____ EXTRACTED RECORDS

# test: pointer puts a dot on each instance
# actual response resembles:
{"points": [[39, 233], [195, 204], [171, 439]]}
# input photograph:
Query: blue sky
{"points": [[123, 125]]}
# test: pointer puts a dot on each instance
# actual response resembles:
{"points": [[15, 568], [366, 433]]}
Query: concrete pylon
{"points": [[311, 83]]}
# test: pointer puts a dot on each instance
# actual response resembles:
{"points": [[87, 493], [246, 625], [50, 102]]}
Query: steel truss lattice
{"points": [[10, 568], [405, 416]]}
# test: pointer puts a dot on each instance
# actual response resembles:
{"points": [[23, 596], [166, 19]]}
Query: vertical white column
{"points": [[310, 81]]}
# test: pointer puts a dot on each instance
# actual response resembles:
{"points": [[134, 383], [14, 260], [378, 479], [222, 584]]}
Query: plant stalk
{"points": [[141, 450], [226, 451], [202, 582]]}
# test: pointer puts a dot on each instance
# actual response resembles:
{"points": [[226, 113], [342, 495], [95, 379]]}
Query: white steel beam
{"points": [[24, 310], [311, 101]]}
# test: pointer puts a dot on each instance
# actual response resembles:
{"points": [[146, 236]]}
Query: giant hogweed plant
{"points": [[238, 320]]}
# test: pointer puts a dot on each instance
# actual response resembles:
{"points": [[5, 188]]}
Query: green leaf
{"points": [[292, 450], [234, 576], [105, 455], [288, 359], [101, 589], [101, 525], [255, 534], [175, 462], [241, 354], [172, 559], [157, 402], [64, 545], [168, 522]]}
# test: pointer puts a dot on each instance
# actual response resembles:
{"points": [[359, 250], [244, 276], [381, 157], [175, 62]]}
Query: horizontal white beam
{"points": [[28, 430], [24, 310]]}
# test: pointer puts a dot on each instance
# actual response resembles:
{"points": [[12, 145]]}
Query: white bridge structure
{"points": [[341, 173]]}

________

AIM
Pull out every line of the listing above that contains the string "steel", treating uppercase and lowercase as different.

COMPLETED EXERCISE
Query: steel truss lattice
Query: white steel beam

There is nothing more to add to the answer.